* Task requirements *
Arrange the lines below as a JSON list of strings, one string per line, leaving out any blank lines. Include only the lines from the one containing "Practice step: indicate the plant" through the last line, with both ends included.

──────── Excerpted records ────────

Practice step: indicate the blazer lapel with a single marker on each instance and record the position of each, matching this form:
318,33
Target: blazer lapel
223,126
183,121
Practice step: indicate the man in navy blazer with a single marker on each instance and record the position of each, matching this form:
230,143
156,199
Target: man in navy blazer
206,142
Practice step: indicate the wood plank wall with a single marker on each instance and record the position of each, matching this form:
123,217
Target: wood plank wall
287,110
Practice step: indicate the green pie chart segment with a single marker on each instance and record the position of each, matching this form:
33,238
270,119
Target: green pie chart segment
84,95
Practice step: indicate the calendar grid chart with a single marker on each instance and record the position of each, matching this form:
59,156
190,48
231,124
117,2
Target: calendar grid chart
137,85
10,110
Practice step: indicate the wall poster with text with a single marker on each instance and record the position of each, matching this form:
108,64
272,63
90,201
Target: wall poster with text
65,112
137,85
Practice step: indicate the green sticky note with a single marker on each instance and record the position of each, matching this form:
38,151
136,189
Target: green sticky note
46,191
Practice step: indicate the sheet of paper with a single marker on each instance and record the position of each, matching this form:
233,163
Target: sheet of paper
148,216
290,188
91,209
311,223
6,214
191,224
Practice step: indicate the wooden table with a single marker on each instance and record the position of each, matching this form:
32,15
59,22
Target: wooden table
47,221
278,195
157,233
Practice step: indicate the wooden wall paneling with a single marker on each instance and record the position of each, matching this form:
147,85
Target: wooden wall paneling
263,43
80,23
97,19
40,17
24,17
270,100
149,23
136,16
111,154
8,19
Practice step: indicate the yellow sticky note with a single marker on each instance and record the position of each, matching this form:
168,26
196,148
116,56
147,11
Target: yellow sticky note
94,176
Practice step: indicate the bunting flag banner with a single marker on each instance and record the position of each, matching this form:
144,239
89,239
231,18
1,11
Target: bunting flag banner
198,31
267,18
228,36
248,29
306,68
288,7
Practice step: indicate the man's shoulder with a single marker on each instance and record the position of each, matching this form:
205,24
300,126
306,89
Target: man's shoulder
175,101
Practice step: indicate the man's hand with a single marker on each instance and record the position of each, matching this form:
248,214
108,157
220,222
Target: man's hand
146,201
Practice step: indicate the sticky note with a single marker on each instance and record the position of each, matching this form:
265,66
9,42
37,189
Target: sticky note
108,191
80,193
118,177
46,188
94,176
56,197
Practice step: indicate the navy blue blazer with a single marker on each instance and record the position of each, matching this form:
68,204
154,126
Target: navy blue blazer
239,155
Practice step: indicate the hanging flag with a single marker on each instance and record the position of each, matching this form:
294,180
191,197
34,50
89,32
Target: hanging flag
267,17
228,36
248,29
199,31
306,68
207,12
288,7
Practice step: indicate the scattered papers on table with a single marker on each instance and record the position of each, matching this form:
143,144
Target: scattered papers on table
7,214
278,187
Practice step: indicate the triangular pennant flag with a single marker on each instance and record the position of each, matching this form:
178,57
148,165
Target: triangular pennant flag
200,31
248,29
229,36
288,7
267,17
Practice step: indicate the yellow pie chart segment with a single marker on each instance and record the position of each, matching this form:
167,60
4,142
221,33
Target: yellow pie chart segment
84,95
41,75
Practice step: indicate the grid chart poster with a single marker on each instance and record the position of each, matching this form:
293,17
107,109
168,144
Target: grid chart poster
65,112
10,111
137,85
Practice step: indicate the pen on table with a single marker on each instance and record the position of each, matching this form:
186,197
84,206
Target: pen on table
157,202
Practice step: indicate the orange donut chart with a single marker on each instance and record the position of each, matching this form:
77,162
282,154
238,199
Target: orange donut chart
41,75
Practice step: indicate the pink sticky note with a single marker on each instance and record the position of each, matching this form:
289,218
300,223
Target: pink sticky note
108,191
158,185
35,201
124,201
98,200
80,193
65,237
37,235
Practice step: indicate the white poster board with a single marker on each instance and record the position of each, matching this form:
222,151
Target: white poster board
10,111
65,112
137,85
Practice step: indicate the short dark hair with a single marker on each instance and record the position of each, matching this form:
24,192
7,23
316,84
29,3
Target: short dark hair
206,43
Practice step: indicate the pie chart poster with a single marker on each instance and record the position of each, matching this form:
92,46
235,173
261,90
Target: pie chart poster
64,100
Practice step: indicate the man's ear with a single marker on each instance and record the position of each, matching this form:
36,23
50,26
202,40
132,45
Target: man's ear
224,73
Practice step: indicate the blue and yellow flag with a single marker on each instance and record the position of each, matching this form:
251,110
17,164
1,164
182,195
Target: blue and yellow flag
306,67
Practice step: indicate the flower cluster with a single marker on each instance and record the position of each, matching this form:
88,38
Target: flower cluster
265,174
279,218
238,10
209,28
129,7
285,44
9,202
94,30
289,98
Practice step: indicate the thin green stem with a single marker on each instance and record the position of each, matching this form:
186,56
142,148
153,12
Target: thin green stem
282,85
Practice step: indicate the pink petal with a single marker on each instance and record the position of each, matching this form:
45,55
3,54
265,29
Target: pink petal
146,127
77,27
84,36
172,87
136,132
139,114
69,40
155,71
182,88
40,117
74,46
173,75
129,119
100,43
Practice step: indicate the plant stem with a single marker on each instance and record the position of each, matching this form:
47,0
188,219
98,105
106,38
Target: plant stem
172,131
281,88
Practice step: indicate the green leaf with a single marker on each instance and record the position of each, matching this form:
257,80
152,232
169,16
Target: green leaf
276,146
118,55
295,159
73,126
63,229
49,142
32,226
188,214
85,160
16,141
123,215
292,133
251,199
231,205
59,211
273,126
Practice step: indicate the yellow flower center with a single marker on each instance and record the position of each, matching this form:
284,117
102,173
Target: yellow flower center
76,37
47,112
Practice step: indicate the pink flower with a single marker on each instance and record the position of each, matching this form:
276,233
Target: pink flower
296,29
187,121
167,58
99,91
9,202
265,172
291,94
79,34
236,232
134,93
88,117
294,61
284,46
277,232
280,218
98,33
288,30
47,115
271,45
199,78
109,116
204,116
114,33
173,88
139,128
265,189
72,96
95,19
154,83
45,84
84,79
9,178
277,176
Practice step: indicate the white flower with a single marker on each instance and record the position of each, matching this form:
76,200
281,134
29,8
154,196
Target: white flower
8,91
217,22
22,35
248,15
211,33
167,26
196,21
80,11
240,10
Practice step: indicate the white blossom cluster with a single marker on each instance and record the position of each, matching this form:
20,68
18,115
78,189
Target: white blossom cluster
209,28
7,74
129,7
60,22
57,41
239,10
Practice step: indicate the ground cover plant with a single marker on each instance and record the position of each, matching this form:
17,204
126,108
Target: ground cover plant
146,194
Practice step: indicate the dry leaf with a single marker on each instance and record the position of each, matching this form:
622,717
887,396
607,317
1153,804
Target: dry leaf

────────

* Solution to this problem *
[
  "Practice step: indicate the plant stem with a single marker on each instance and record the position of each, matching this form:",
  "47,0",
  "188,219",
  "98,105",
  "106,38",
  "Target: plant stem",
  "172,131",
  "281,88",
  "Practice step: indicate the green leaf with a single marker on each instance and record the position of each, matching this form:",
  "257,80",
  "152,232",
  "169,16",
  "Target: green leaf",
  "276,146",
  "118,55",
  "295,159",
  "73,126",
  "63,229",
  "49,142",
  "32,226",
  "188,214",
  "85,160",
  "16,141",
  "123,215",
  "292,133",
  "251,199",
  "231,205",
  "59,211",
  "273,126",
  "Practice step: indicate the yellow flower center with a single marker on each instance and record the position of each, matching this form:",
  "284,117",
  "102,173",
  "Target: yellow flower center",
  "76,37",
  "47,112",
  "Practice step: indicate the pink flower with a single marker on each instance and record the position of each, matching this form:",
  "276,233",
  "Target: pink flower",
  "296,29",
  "187,121",
  "167,58",
  "99,91",
  "9,202",
  "265,172",
  "291,94",
  "79,34",
  "236,232",
  "134,93",
  "88,117",
  "294,61",
  "284,46",
  "277,232",
  "280,218",
  "98,33",
  "288,30",
  "47,115",
  "271,45",
  "199,78",
  "109,116",
  "204,116",
  "114,33",
  "173,88",
  "139,128",
  "265,189",
  "72,96",
  "95,19",
  "154,83",
  "45,84",
  "84,79",
  "9,178",
  "277,176",
  "Practice step: indicate the white flower with a single marker on each instance and record the position of each, matching this form:",
  "76,200",
  "281,134",
  "29,8",
  "154,196",
  "Target: white flower",
  "8,91",
  "217,22",
  "22,35",
  "248,15",
  "211,33",
  "167,26",
  "196,21",
  "80,11",
  "240,10",
  "Practice step: indicate the white blossom cluster with a single marker on each instance and record the position of each, matching this form:",
  "20,68",
  "18,115",
  "78,189",
  "Target: white blossom cluster",
  "209,28",
  "7,74",
  "129,7",
  "60,22",
  "57,41",
  "239,10",
  "Practice step: indicate the ground cover plant with a single marker on each instance and record the position of each, matching this form:",
  "17,204",
  "126,108",
  "Target: ground cover plant",
  "146,194",
  "Practice step: indicate the dry leaf with a single marker on each instance and record the position of each, matching this form:",
  "622,717",
  "887,396",
  "607,317",
  "1153,804",
  "Target: dry leaf"
]